# start of DATA PROVIDED
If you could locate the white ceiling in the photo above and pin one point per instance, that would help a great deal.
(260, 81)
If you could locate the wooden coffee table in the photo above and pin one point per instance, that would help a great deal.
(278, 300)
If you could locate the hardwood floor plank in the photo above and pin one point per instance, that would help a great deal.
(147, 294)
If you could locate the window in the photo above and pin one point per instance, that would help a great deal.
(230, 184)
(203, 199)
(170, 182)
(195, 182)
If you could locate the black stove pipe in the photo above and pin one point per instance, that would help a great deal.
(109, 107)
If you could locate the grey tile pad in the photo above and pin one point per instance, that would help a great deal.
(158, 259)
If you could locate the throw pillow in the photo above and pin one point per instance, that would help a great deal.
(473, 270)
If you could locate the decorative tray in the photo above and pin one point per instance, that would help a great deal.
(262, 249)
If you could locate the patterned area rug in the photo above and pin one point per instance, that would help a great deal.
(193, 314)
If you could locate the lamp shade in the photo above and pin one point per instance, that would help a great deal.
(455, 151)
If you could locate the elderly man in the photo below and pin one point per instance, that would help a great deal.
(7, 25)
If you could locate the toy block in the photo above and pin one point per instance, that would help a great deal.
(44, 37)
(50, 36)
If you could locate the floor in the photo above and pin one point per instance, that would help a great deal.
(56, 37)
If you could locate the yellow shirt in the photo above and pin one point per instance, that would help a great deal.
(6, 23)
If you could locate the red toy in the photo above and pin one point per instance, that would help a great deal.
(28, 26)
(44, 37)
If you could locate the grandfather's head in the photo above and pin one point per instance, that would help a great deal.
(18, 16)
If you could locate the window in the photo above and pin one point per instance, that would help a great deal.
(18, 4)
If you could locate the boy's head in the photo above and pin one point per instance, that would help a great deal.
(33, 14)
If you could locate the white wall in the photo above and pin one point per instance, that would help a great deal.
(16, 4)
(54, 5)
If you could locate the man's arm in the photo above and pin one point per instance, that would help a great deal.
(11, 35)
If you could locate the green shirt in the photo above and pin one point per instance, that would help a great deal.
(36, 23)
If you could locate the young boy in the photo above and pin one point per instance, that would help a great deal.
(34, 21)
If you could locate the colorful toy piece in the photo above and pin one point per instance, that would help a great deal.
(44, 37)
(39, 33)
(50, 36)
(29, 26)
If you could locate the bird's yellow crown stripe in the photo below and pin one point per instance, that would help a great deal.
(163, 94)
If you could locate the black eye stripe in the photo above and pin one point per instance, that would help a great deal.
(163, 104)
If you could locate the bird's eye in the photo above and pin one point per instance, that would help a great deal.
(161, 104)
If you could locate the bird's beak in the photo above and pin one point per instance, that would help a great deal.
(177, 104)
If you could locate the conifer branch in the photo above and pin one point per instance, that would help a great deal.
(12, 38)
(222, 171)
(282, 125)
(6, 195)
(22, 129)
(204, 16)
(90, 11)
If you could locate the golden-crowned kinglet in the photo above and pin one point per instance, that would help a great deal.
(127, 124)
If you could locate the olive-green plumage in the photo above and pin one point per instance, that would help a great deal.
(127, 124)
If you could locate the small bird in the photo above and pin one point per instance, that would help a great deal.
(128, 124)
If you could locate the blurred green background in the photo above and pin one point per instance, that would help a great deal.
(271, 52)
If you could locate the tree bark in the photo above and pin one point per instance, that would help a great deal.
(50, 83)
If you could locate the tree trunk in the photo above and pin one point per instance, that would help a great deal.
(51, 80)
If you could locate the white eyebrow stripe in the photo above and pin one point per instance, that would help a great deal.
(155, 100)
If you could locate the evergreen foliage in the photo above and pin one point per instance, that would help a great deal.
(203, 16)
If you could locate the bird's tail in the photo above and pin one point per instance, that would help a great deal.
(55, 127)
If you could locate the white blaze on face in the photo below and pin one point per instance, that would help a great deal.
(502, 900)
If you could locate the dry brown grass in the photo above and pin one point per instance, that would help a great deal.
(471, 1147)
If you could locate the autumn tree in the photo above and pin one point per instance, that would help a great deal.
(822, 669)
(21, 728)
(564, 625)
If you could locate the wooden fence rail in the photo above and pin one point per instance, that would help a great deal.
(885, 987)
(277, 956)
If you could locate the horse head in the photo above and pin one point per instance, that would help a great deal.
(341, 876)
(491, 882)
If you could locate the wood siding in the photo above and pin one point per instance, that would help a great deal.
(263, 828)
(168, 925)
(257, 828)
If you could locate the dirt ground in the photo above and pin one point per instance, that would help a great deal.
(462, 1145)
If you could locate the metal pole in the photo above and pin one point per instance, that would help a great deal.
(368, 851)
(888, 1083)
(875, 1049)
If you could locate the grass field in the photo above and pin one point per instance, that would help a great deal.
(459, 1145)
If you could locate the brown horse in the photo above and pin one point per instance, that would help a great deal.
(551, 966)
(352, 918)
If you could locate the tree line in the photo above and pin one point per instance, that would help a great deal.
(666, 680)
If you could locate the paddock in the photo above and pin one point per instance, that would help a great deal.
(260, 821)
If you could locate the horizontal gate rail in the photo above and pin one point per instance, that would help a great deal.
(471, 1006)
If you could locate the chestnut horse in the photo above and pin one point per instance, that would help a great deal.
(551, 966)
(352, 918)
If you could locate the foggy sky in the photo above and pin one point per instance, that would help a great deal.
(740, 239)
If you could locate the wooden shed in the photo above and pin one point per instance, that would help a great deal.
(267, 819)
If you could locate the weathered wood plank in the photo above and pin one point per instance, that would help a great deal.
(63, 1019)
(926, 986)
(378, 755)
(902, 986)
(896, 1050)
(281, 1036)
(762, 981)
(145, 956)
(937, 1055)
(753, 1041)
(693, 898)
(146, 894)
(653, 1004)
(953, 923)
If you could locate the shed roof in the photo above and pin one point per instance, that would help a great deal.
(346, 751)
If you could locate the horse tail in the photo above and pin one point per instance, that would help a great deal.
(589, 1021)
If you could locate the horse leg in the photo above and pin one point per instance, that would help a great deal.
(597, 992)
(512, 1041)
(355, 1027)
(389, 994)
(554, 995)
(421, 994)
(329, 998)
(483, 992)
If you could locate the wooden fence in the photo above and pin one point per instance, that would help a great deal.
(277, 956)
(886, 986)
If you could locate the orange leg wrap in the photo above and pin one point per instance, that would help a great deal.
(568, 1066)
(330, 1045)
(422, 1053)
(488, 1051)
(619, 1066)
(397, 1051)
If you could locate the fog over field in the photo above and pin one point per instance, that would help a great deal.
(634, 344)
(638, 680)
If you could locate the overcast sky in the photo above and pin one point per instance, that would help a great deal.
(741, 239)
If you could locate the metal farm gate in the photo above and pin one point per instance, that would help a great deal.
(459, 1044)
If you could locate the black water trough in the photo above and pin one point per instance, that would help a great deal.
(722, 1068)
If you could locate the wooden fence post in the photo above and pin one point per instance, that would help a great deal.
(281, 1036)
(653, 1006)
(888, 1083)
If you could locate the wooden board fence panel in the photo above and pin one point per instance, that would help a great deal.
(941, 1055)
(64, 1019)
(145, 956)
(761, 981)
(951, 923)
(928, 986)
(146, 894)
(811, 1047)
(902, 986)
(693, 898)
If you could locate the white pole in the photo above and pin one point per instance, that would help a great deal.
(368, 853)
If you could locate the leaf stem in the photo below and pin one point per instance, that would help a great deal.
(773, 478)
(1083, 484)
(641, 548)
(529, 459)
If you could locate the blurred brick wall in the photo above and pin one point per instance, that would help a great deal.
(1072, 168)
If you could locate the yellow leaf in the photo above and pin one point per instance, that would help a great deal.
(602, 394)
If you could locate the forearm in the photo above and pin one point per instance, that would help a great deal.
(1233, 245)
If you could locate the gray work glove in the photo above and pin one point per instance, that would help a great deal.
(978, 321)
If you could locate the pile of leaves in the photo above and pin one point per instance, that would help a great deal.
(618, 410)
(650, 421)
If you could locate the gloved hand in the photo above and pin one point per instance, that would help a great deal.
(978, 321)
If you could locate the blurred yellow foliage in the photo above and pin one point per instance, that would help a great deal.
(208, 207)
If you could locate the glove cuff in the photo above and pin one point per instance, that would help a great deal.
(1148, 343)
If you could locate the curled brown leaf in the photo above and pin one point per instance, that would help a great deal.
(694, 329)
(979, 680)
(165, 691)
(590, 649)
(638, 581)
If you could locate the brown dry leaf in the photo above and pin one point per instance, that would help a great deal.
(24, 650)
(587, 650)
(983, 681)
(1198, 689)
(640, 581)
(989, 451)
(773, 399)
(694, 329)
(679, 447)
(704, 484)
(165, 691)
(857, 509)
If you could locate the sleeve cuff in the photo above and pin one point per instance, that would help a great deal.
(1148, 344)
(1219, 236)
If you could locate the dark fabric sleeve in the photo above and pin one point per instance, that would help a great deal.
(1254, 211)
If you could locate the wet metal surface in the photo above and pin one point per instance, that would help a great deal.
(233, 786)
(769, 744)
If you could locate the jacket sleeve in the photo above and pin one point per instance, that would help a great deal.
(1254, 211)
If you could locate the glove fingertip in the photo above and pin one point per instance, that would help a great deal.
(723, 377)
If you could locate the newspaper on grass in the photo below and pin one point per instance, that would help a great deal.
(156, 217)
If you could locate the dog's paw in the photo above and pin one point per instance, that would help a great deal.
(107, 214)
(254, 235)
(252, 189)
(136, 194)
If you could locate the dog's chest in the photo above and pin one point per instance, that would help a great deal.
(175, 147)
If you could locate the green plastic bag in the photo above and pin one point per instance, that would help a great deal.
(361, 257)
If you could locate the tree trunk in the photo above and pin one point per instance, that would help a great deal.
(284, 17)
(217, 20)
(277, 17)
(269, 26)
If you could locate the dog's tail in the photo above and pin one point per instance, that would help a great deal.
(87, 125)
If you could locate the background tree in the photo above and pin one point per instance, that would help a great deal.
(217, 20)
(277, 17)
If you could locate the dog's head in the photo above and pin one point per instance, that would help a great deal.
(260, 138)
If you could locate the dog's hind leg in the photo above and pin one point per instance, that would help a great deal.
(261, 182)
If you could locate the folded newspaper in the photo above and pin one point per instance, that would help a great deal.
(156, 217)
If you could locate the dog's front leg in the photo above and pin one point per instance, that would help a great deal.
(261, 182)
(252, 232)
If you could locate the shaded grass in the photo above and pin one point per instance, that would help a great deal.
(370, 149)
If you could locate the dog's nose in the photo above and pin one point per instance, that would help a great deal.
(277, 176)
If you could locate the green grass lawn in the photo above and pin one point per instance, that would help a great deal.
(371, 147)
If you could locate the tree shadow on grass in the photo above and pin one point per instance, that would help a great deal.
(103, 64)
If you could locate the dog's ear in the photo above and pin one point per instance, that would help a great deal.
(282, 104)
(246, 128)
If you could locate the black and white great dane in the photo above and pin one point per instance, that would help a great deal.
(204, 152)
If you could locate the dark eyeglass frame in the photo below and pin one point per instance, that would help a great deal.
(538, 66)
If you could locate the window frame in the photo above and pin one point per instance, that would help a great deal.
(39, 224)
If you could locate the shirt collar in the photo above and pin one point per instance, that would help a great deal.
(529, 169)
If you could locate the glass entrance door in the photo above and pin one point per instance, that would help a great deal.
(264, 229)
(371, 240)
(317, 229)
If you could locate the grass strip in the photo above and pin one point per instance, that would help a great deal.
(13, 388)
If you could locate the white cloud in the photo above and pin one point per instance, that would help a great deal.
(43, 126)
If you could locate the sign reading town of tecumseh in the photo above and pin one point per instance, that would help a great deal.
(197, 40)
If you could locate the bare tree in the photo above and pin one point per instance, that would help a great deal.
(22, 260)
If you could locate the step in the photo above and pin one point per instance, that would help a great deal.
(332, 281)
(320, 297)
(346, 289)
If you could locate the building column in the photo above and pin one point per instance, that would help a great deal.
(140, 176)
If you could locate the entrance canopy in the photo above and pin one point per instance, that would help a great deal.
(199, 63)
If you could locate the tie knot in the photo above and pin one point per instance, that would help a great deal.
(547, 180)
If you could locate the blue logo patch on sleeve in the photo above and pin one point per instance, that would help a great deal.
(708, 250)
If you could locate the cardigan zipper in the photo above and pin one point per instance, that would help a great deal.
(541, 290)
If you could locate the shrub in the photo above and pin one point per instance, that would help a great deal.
# end of DATA PROVIDED
→ **REQUIRED TASK**
Swap "tie knot" for "necktie knot" in the lines starting at the one containing "If you could locate the entrance" and ending at the close of the material above, leaving everything else as it is. Give back only those lines.

→ **FULL RESPONSE**
If you could locate the entrance canopy in the photo above and pin one point per instance, that would help a great deal.
(199, 63)
If you could locate the necktie knot in the photo above and pin one point per instance, that would help a great deal.
(547, 180)
If you could locate the blue logo patch on sleeve in the photo above and pin one point per instance, that would help a great deal.
(708, 250)
If you could locate the cardigan zipper in the photo above and pin one point per instance, that would help a great deal.
(541, 290)
If you could locate the shrub in the photo above and pin one point per instance, that would help a great deal.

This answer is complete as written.